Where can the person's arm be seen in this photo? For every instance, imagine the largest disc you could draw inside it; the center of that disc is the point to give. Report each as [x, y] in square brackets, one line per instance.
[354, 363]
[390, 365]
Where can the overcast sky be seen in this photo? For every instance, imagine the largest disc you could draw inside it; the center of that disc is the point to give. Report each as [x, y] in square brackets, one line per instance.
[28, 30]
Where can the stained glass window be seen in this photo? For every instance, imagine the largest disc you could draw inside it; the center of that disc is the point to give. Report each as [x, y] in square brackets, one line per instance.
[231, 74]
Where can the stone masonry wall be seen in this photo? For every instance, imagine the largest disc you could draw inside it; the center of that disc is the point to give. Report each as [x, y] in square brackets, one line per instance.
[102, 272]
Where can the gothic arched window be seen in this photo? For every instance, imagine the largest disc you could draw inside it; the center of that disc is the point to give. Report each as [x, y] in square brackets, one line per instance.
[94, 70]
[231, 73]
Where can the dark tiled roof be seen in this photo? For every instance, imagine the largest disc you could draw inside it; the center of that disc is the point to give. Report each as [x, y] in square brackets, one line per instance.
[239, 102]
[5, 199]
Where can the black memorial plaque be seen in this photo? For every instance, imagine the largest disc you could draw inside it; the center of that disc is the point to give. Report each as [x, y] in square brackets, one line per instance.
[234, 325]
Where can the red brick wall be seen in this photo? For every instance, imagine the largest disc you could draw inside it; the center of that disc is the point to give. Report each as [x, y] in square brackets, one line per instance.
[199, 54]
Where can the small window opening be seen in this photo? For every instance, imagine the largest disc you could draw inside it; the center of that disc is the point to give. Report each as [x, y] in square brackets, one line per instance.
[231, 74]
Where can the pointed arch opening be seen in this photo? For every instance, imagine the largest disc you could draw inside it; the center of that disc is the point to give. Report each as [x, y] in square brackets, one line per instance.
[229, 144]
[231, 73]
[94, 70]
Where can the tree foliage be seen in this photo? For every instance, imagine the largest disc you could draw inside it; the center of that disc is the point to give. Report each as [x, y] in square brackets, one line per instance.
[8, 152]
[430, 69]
================
> ASSIGNMENT: Make sure that every entry above is copied out exactly as it stands.

> THE ANSWER:
Where can the person's arm be seen in this photo? For every instance, imagine the largest disc you could draw inside it; the center of that disc is the point to give. Report each as [x, y] in square brackets, one line per instance.
[354, 363]
[390, 365]
Where can the overcast sky be seen in this photo? For every instance, imagine the largest disc you could draw inside it; the center of that disc is the point to give. Report each as [x, y] in square brackets, one line per instance.
[28, 30]
Where can the stained glass window be seen in this photo? For every instance, imagine the largest disc you could draw inside it; the center of that disc is the point to give. Report each as [x, y] in square brackets, one line per instance.
[231, 74]
Where can the stone masonry wall be seen in this photo? For every instance, imagine the largest disc you could draw inside it; the center of that disc is the point to give. Report each as [x, y] in square brackets, one line per instance.
[102, 272]
Where can the gothic arched window be seen in this photo? For every instance, imagine the largest disc you could draw inside it; the center of that disc is the point to give. Report each as [x, y] in square brackets, one line per instance.
[94, 70]
[231, 73]
Where can the dark tiled roof be seen in this photo? For every instance, imagine the largest disc you could draw inside it; the center of that disc is the point to give. Report each as [x, y] in square brackets, one line per instance.
[239, 102]
[5, 199]
Where can the black memorial plaque be seen in this photo? For every instance, imagine the largest disc you could draw inside it; the center of that disc is the point to give. Report each as [x, y] in square brackets, one line per instance.
[234, 325]
Where can the red brick wall be seen in this photo? For every instance, imagine the largest disc you could draw inside it; the center of that disc is the point to give. Report each as [x, y] in square brackets, one line per instance.
[199, 54]
Where can the small window opening be seen in this photo? For every instance, imagine the largest disc you could draw inside it; the center of that disc is the point to give. Report each as [x, y] in square brackets, one line per instance.
[231, 74]
Where can the pointed arch opening be seen in this photo? For every instance, imagine the largest disc you could draw inside it; the center of that disc is the point to give. Report each as [x, y] in square brackets, one line per instance.
[229, 144]
[231, 73]
[94, 70]
Where can the tree foliage be seen in this photo? For every instance, imagine the largest disc you could draw inside it; the center of that disc is the point to give. Report each as [x, y] in square brackets, one line per instance.
[8, 152]
[430, 69]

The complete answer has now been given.